— start Provided entries —
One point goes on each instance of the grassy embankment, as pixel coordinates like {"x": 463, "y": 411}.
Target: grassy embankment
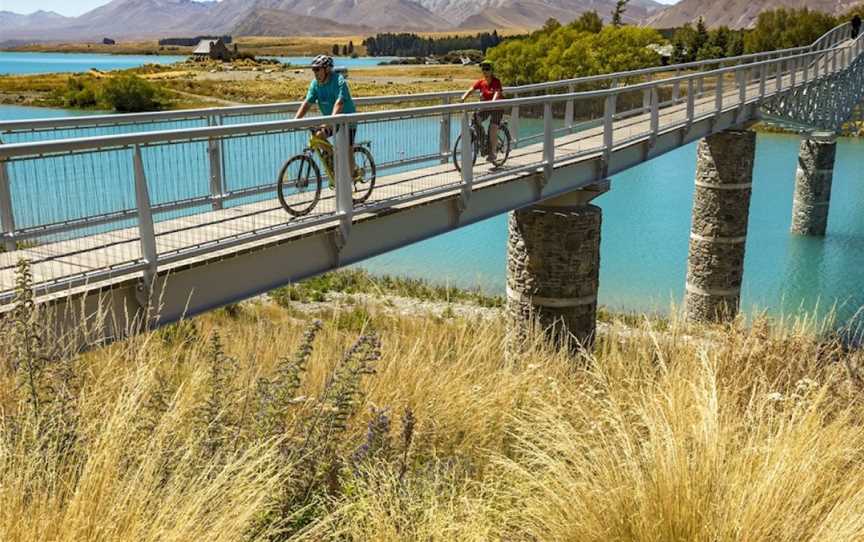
{"x": 423, "y": 431}
{"x": 188, "y": 85}
{"x": 270, "y": 46}
{"x": 256, "y": 45}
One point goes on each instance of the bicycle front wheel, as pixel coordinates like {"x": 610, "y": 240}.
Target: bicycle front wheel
{"x": 299, "y": 185}
{"x": 364, "y": 174}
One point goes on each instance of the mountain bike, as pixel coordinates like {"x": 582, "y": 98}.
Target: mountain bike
{"x": 480, "y": 143}
{"x": 301, "y": 176}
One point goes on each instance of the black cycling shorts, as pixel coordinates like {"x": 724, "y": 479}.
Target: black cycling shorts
{"x": 352, "y": 132}
{"x": 496, "y": 115}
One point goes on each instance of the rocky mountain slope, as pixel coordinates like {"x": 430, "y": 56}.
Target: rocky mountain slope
{"x": 270, "y": 22}
{"x": 532, "y": 13}
{"x": 736, "y": 13}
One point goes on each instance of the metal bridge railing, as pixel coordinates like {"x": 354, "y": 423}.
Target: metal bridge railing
{"x": 20, "y": 131}
{"x": 92, "y": 208}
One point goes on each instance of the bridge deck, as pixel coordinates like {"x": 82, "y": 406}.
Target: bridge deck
{"x": 88, "y": 255}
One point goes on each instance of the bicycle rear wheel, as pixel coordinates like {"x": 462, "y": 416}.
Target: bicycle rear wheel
{"x": 502, "y": 147}
{"x": 457, "y": 152}
{"x": 299, "y": 185}
{"x": 364, "y": 174}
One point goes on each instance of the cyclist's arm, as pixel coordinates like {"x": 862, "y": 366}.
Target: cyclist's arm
{"x": 470, "y": 90}
{"x": 301, "y": 112}
{"x": 311, "y": 97}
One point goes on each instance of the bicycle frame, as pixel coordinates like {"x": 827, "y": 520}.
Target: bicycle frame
{"x": 324, "y": 149}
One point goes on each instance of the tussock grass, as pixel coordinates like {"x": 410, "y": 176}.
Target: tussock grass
{"x": 254, "y": 423}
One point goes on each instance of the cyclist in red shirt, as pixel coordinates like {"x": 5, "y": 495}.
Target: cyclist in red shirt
{"x": 490, "y": 89}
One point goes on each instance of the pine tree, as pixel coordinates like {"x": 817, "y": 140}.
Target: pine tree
{"x": 618, "y": 12}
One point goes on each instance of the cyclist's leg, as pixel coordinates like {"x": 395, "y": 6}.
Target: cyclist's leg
{"x": 483, "y": 133}
{"x": 494, "y": 122}
{"x": 352, "y": 137}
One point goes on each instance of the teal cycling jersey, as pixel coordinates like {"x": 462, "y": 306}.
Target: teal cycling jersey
{"x": 326, "y": 95}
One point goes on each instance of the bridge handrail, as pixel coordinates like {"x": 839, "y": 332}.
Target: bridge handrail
{"x": 12, "y": 150}
{"x": 829, "y": 39}
{"x": 46, "y": 172}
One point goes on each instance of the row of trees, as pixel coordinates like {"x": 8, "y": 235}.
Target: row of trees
{"x": 582, "y": 48}
{"x": 346, "y": 50}
{"x": 587, "y": 47}
{"x": 411, "y": 45}
{"x": 776, "y": 29}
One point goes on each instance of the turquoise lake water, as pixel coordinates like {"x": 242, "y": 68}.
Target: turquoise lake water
{"x": 11, "y": 62}
{"x": 646, "y": 222}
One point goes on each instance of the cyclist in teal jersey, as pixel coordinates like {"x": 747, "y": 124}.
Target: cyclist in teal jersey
{"x": 330, "y": 91}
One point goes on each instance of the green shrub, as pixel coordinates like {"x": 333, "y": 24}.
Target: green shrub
— end Provided entries —
• **Instructions for the task**:
Copy all of the records above exactly as they appear, leaving out the picture.

• **Result of this exercise**:
One point goes on each instance of the grassy embankment, as pixel coordinates like {"x": 463, "y": 411}.
Target: grassy embankment
{"x": 423, "y": 431}
{"x": 188, "y": 85}
{"x": 270, "y": 46}
{"x": 256, "y": 45}
One point goes on each instance of the bicycle front wheel, as pixel coordinates like {"x": 610, "y": 240}.
Target: bicycle front wheel
{"x": 299, "y": 185}
{"x": 364, "y": 174}
One point goes on each instance of the mountain bike, as pixel coordinates like {"x": 582, "y": 98}.
Target: mountain bike
{"x": 480, "y": 143}
{"x": 301, "y": 176}
One point goes on each instance of the black cycling shorts, as pixel coordinates like {"x": 724, "y": 479}.
Target: black cycling shorts
{"x": 352, "y": 132}
{"x": 496, "y": 115}
One point goes on each instance of the rocky mountain slope, as pixel coordinates like {"x": 430, "y": 56}.
Target: rocky mountain slope
{"x": 270, "y": 22}
{"x": 532, "y": 13}
{"x": 736, "y": 13}
One point goes on each instance of the metal bridge railing, as pixel coordinates like {"x": 354, "y": 423}.
Target: metal bridge railing
{"x": 20, "y": 131}
{"x": 92, "y": 208}
One point goes on each instance of the bridge deck, as pixel coordinates like {"x": 82, "y": 406}.
Target: bridge deck
{"x": 88, "y": 255}
One point goes on each instance of the bicycle rear wheel, as pixel coordinates like {"x": 462, "y": 416}.
Target: bicycle rear wheel
{"x": 502, "y": 147}
{"x": 457, "y": 152}
{"x": 299, "y": 185}
{"x": 364, "y": 174}
One point goes on each instance of the cyclist's arm, as pixel coordinates like {"x": 862, "y": 366}.
Target: cyclist's arm
{"x": 470, "y": 90}
{"x": 301, "y": 112}
{"x": 311, "y": 97}
One point goes on each instance of the bicycle frame, as pixel coordinates like {"x": 827, "y": 520}.
Target: bicycle frame
{"x": 324, "y": 149}
One point goes on each instance of the tussock grass, as pixel coordinates like {"x": 410, "y": 176}.
Target: tussock grass
{"x": 254, "y": 423}
One point goes on each instance of the cyclist in red shirt, as pixel coordinates like {"x": 5, "y": 495}.
Target: cyclist in red shirt
{"x": 490, "y": 89}
One point goes on each instance of the pine tree, as pixel coordinates like {"x": 817, "y": 140}.
Target: pine tree
{"x": 618, "y": 12}
One point goes on each instance of the cyclist's leg, as pixel coordinates like {"x": 395, "y": 6}.
Target: cyclist's leg
{"x": 483, "y": 133}
{"x": 494, "y": 122}
{"x": 352, "y": 137}
One point goes on each instance of the teal cycling jersey, as pixel coordinates like {"x": 462, "y": 306}.
Target: teal cycling jersey
{"x": 326, "y": 95}
One point goes on each instance of the bridge handrail, as pixel coordinates like {"x": 839, "y": 332}.
Target: bridge handrail
{"x": 12, "y": 150}
{"x": 829, "y": 39}
{"x": 46, "y": 172}
One point goes on each instance of the row of trees, as pixel coordinates like {"x": 8, "y": 235}.
Target: row of trees
{"x": 582, "y": 48}
{"x": 346, "y": 50}
{"x": 587, "y": 47}
{"x": 411, "y": 45}
{"x": 776, "y": 29}
One point goes on each instance of the turquoise lake water, as pixel coordinates like {"x": 242, "y": 68}.
Target: turquoise lake water
{"x": 11, "y": 62}
{"x": 646, "y": 222}
One point goes on each instance of the cyclist in teal jersey, as pixel coordinates like {"x": 747, "y": 124}.
Target: cyclist in teal jersey
{"x": 330, "y": 91}
One point goes on each instance of the green shrub, as pixel coordinates like {"x": 333, "y": 24}.
Target: green shrub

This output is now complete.